Data records Start Marker

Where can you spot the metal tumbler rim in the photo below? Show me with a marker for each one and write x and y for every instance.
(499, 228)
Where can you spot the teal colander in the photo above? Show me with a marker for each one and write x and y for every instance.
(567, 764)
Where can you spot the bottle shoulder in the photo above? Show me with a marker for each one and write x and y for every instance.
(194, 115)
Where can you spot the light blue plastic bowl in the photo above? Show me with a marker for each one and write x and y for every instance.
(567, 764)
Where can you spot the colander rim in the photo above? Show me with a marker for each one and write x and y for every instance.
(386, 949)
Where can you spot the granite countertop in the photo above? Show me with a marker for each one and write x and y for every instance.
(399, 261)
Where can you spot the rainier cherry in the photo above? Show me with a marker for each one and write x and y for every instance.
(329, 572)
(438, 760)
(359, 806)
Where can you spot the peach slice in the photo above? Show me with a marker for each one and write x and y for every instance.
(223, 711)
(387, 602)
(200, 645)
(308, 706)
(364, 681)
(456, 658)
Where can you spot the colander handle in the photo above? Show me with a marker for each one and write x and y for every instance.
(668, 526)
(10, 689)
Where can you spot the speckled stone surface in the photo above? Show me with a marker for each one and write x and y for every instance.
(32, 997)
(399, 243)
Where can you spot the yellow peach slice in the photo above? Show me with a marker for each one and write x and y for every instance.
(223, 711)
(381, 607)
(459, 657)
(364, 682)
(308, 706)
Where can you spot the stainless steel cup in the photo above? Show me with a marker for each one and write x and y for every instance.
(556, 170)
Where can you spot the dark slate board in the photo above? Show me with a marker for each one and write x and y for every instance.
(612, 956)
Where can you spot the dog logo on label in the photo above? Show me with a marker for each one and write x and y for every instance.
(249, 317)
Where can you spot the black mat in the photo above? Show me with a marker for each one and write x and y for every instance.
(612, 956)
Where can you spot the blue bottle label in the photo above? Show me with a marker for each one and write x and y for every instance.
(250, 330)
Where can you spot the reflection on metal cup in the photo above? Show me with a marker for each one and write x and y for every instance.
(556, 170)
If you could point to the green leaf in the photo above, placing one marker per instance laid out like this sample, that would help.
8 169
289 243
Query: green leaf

Data records End Marker

Beginning with the line that contains "Where can you spot the stainless", return every line through the end of the data above, exactly as written.

Solution for this problem:
Where can you spot the stainless steel cup in the photo above? Show me with a marker for each one and write x and y for every instance.
(556, 170)
Where can you spot the dark slate board in the photo above? Show me with a marker for each one and write x and y for every instance.
(612, 956)
Where can you spot the dog logo on label in the photo above? Show me with a marker for each one and write x and y for every instance.
(249, 317)
Where can you spot the black mat in the photo above? Show me with a marker for each one and write x and y for every instance.
(612, 956)
Where can you spot the blue bottle label in the photo above? Show me with a marker for each one and write x and y for every instance.
(250, 330)
Where can you spot the reflection on metal cup in the photo above? Show me with a marker for each one and write x and y for every instance.
(556, 170)
If you could point to the green leaf in the photo above, placing one marker per instance laid out like this sample, that would help.
8 169
289 243
Query: green leaf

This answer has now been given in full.